── Texto de la página ──
No hay camino sin aspereza, lo sugiere Pablo Neruda en su poema iii: (…) lo cierto es que tembló la noche pavorosa,/el alba llenó todas las copas con su vino/ y el sol estableció su presencia celeste,/ mientras que el cruel amor me cercaba sin tregua/hasta que lacerándome con espadas y espinas/abrió en mi corazón un camino quemante. Condición de los amantes, de quien busca el conocimiento y la agudeza de la filosofía. Un camino que no termina, en él se reconoce el origen de lo real, se aleja de farsantes que roban las reflexiones de nuestras madres y padres, de saberes ancestrales, de pensadoras y astrónomos y los convierten en mercancía: son efectistas.
Somos todos los viajes de nuestras familias, sus andanzas se muestran si asomamos la cabeza a ese pozo de agua cristalina oculto bajo una roca, mientras pedazos de tierra se desprenden para luego escuchar la música de su caída sobre el cuerpo del agua, ahí percibimos el olor a humedad que nos acaricia el rostro. El pasado es eso: el reflejo de la mirada en el hielo o en el espejo líquido y ondulante que marcará nuestra memoria. El pasado también es edificación y arquitectura, es un tráiler enorme que en una recta estrecha nos da el paso, al hacerlo observamos sus dimensiones, su fuerza. Como el amor, es potencia ya emancipada que nos antecede.
Hay caminos andados en ellos la palabra se extiende delante de nosotros, desde la belleza que recuerda una herencia que nos ha modificado y trasciende. Es entonces que la oralidad resiste y envuelve la belleza que creímos adormecida. El poeta tsotsil Edgar Darinel García dice: (…) Amasé tu nombre con barro y hollín/ moldeé la deidad de tu semblante/ y la puse como sombra en el altar de una casa abandonada./ Quemé tu nombre sobre el fuego que galopa un augurio. El amor da luz a diosas y dioses, fabrica las extremidades del anhelo en formas hermosas e indomables que acompañan nuestras visiones.
───
── Entradas de datos ──
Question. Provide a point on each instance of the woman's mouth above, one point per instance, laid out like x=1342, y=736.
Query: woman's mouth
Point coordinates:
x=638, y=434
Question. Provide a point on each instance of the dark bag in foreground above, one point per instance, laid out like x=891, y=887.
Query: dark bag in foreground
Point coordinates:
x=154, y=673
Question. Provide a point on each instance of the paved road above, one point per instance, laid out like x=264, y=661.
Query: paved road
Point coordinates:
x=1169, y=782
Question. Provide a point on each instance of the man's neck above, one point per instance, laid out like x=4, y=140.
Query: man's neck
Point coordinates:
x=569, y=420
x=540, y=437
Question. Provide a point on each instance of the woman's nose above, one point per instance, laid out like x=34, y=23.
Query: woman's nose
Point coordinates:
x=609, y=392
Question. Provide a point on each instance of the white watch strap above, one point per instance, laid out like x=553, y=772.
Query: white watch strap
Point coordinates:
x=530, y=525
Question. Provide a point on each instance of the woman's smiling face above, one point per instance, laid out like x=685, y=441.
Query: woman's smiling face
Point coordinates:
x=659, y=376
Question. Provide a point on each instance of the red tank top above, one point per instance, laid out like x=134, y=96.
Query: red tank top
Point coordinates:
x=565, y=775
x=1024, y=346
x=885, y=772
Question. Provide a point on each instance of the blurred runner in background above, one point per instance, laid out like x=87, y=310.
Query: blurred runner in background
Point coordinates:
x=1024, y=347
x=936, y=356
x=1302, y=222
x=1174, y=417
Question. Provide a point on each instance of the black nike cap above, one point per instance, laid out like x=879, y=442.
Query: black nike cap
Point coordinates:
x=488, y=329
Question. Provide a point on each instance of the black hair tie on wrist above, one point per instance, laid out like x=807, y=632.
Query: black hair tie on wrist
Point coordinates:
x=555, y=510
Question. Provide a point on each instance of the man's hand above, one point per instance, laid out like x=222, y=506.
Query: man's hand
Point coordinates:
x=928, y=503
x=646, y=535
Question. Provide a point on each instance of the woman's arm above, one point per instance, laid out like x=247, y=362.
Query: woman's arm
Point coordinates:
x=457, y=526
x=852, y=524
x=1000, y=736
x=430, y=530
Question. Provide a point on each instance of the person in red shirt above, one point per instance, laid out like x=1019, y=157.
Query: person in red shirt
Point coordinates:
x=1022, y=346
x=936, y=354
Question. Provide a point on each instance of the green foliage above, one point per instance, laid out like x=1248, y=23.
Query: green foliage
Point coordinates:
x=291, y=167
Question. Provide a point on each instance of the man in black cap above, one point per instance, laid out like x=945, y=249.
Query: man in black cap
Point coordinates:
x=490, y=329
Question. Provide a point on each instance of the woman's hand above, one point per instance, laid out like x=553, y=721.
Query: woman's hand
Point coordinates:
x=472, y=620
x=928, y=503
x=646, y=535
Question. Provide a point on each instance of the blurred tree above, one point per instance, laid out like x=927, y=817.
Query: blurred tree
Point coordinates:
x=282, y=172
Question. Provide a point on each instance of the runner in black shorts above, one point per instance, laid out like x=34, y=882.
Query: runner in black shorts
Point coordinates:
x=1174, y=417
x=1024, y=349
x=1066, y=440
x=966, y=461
───
Consignas de trabajo |
a) Indica si cada afirmación coincide con el texto de la página: (i) el poema de Pablo Neruda que se cita es el poema iii; (ii) Edgar Darinel García es un poeta tsotsil; (iii) según el texto, el camino termina. Responde sí o no en cada caso y cita literalmente las palabras del texto que lo deciden.
b) Reproduce literalmente el fragmento del texto de la página que va desde «No hay camino» hasta «mercancía: son efectistas.», ambos incluidos.

Respuestas por consigna |
a)
(i) Sí: «lo sugiere Pablo Neruda en su poema iii».
(ii) Sí: «El poeta tsotsil Edgar Darinel García dice».
(iii) No: «Un camino que no termina».

b)
No hay camino sin aspereza, lo sugiere Pablo Neruda en su poema iii: (…) lo cierto es que tembló la noche pavorosa,/el alba llenó todas las copas con su vino/ y el sol estableció su presencia celeste,/ mientras que el cruel amor me cercaba sin tregua/hasta que lacerándome con espadas y espinas/abrió en mi corazón un camino quemante. Condición de los amantes, de quien busca el conocimiento y la agudeza de la filosofía. Un camino que no termina, en él se reconoce el origen de lo real, se aleja de farsantes que roban las reflexiones de nuestras madres y padres, de saberes ancestrales, de pensadoras y astrónomos y los convierten en mercancía: son efectistas.